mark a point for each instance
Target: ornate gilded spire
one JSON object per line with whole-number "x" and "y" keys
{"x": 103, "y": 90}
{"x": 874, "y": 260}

-------

▶ _ASSIGNED TASK_:
Find the line that contains "one JSON object". Restate it and all lines after it exactly, ending with the final line of the data.

▶ _REPLY TO THE TASK_:
one JSON object per line with whole-number "x" and "y" keys
{"x": 103, "y": 90}
{"x": 874, "y": 260}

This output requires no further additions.